Thanks to Jessica Bonish for pointing out that today is International Women’s Day. International Women’s Day (IWD) has been celebrated on March 8th for the last 115 years. It commemorates women’s fight for equality and liberation along with the women’s rights movement. International Women’s Day gives focus to issues such as gender equality, reproductive rights, and violence and abuse against women. Spurred by the universal female suffrage movement, International Women’s Day originated from labour movements in Europe and North America during the early 20th century.

So, it seems very appropriate that the Gospel reading from the lectionary today is about Jesus having a conversation with a woman. We hear about Jesus breaking the cultural norms of his day by engaging with a foreign woman, demonstrating his respect and care for all people, regardless of social status. But at the same time, we may note that the Gospel writer doesn’t include her name, which happens much more frequently with the women characters than it does for the men.

However, even if we don’t get to know who the Samaritan woman was, the detailed story makes it clear that Jesus knew her. Not that he had met her before, but he just knew her. He knew about her past and her present circumstances – that she’d been married several times before, and that she was living with someone who wasn’t her husband now. Towards the end of the story, she tells her neighbours that she met a man who told her everything she had ever done!

But before all that, Jesus simply treats her with respect. He asks her for a drink of water in the heat of the day. He speaks to her about spiritual water that will bring lasting satisfaction. He engages in discussion when she points out their religious differences. And he tells her that he’s the Messiah that both the Jews and the Samaritans were hoping would come from God.

Nineteen hundred years before International Women’s Day would be conceived in 1911, before women gained the right to vote in Canada in 1918, and before women were declared “persons” under the law in Canada in 1929, Jesus engaged with a woman beside a well in Samaria. He saw her, he loved her, and he shared the good news with her.

Of course, the obvious theme in this morning’s readings, prayers, and music is the gift of water. From the Book of Exodus, we heard about the Israelites thirsting for water in the wilderness and how God led Moses to a spring of fresh water to keep them all alive.

And in the Gospel text, the meeting place beside Jacob’s well is highlighted. Although the woman came to the well to fill up her bucket with physical water, Jesus offers her what he calls “living water” – spiritual water, or we might just say the Holy Spirit, that will nourish her in a different way.

---+---

### WRITTEN TASK A
Gather every line of the listing that contains the string "weathered", matching its case exactly.
The passage about the Samaritan woman and the listing are unrelated material.

---+---

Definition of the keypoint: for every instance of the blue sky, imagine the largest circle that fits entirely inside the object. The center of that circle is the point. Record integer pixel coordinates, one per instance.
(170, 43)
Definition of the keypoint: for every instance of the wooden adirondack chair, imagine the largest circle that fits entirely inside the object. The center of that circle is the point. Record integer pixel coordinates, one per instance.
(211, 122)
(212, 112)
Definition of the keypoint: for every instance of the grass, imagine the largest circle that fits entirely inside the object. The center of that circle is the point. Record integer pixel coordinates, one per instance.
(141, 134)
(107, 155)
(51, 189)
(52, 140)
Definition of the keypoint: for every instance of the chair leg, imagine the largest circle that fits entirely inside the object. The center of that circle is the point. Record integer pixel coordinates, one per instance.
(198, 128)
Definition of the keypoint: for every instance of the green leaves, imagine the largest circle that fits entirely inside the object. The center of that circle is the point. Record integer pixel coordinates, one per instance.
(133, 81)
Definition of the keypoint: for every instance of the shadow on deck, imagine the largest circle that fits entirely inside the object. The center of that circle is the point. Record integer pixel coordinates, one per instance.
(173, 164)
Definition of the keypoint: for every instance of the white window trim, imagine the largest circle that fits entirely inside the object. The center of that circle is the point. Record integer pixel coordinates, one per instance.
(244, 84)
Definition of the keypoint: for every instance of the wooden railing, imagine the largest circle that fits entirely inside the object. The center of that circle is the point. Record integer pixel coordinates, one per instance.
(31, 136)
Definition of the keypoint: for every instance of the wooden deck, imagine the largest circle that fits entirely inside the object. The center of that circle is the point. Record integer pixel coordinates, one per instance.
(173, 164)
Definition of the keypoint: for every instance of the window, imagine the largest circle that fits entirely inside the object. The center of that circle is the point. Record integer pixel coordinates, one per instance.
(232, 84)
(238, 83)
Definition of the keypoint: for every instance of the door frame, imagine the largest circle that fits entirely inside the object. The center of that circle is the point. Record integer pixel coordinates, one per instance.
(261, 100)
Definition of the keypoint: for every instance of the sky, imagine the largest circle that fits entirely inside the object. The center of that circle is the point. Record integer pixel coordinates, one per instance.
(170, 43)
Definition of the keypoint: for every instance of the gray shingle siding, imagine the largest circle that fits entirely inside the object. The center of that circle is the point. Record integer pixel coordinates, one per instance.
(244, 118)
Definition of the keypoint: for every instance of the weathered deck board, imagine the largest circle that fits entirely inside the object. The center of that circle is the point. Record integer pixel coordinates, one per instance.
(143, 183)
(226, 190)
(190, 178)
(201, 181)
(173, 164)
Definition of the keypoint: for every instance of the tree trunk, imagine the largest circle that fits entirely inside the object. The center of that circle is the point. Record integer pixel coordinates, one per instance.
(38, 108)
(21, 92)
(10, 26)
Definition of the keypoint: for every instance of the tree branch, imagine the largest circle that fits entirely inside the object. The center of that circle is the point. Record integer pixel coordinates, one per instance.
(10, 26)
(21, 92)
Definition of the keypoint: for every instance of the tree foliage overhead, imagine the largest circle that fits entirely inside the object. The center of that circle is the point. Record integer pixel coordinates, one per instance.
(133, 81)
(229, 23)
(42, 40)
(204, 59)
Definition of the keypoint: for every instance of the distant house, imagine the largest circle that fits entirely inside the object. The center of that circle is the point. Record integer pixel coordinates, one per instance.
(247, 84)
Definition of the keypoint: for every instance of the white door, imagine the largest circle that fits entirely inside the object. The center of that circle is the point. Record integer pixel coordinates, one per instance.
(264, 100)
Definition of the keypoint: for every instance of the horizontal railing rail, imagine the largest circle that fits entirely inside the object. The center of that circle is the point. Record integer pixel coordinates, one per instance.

---+---

### WRITTEN TASK B
Extend the passage about the Samaritan woman past its final sentence.

### TASK OUTPUT A
Definition of the keypoint: for every instance of the weathered deck board, imagine the largest circle that fits entirely inside the object. The center of that circle is the point. Record integer pixel coordinates, one per instance.

### TASK OUTPUT B
Many a preacher has spent time talking about physical and spiritual thirst, encouraging their congregations to look for spiritual nourishment during this season of Lent. After all, it’s a season in which we are invited to set aside some physical pleasures in order to devote ourselves to spiritual things. To all who are thirsty, Jesus offers “living water” that will become in them a spring of water gushing up to eternal life.

Certainly, I do hope that each of us is taking up the opportunity to be nourished by the Spirit in these days. Especially when we have difficulties in life, or when we are worried about the state of the world, we need the hope and peace that comes from the assurance of God’s Spirit within and around us. Our practices of prayer, Scripture study, worship, and service are important ways for us to remember the Spirit and to be nourished and encouraged by it.

But I noticed something else in the Gospel story this week. When the story begins, Jesus is the one who is thirsty.

Jesus had just arrived at a city called Sychar, and he sits down beside a well to rest from the tiring journey. When a woman arrives at the well to draw water, he asks her for a drink of water. He has no bucket, so he needs her help to quench his thirst.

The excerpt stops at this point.